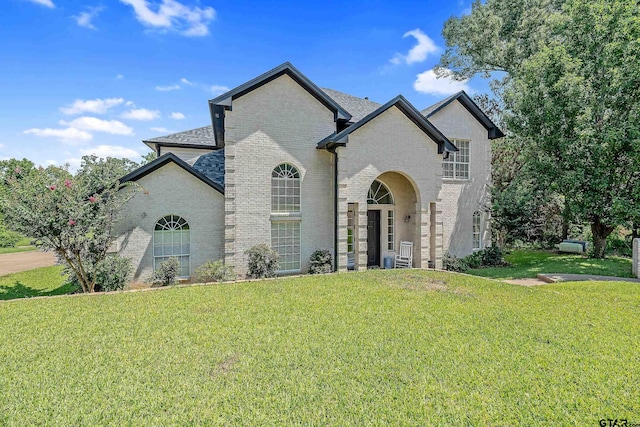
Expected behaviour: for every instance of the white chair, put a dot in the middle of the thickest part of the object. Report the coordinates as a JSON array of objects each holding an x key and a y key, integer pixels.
[{"x": 404, "y": 259}]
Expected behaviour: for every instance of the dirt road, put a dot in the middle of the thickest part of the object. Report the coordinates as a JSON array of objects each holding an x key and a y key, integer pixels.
[{"x": 23, "y": 261}]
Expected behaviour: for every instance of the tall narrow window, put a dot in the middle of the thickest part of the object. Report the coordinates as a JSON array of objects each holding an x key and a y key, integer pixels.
[
  {"x": 285, "y": 211},
  {"x": 391, "y": 225},
  {"x": 477, "y": 241},
  {"x": 171, "y": 238},
  {"x": 456, "y": 166}
]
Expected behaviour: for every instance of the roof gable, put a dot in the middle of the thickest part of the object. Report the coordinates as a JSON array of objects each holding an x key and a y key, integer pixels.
[
  {"x": 472, "y": 107},
  {"x": 218, "y": 105},
  {"x": 162, "y": 161},
  {"x": 341, "y": 138}
]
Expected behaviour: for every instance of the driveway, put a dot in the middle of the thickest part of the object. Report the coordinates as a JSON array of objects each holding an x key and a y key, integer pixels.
[{"x": 23, "y": 261}]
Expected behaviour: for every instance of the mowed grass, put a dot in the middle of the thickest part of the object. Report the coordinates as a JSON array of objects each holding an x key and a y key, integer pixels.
[
  {"x": 44, "y": 281},
  {"x": 376, "y": 348},
  {"x": 528, "y": 263}
]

**Problem statement**
Change "thickest part" to "widest part" everywhere in the material above and write it all out again with nothing else altered, leaving out the pictures.

**Written answer**
Expected behaviour: for every instance of the white chair, put a dot in the middle of the widest part of the object. Report the coordinates as a JSON array of objects each holding an x key and a y key, integer pixels.
[{"x": 404, "y": 259}]
Expected behaviour: for every instance of the dirt road, put a dot in the middle of the widest part of the object. Report the coordinates as a JSON array of objects each holding an x key and a y key, integer pixels.
[{"x": 23, "y": 261}]
Expected behaviour: for every instance of the tall narrow window, put a dot in the middle of the widest part of the object. Report the coordinates as a JSON array of objects each holding an x key and a y key, integer pixels.
[
  {"x": 285, "y": 211},
  {"x": 391, "y": 225},
  {"x": 477, "y": 241},
  {"x": 171, "y": 238},
  {"x": 456, "y": 166}
]
Expected behaviour: for every instance of the roof gable, put a dot in the middle of the widest part of the object. Report the coordinates as a JSON array of objects each holding an x key and a y key, integer pixels.
[
  {"x": 472, "y": 107},
  {"x": 218, "y": 105},
  {"x": 162, "y": 161},
  {"x": 341, "y": 138}
]
Expected behaviour: for every instance of the driveway, put a dot in the middle of the widest part of the object. Report the coordinates as a JSON array of objects each holding an x key and a y key, integer pixels.
[{"x": 23, "y": 261}]
Expected behaviour: for every instance of the mowed grass, put a dot in the middle of the widest part of the object. Report the coordinates as a JSON array of objects each holding an x key and a y key, integer pixels.
[
  {"x": 44, "y": 281},
  {"x": 376, "y": 348},
  {"x": 528, "y": 263}
]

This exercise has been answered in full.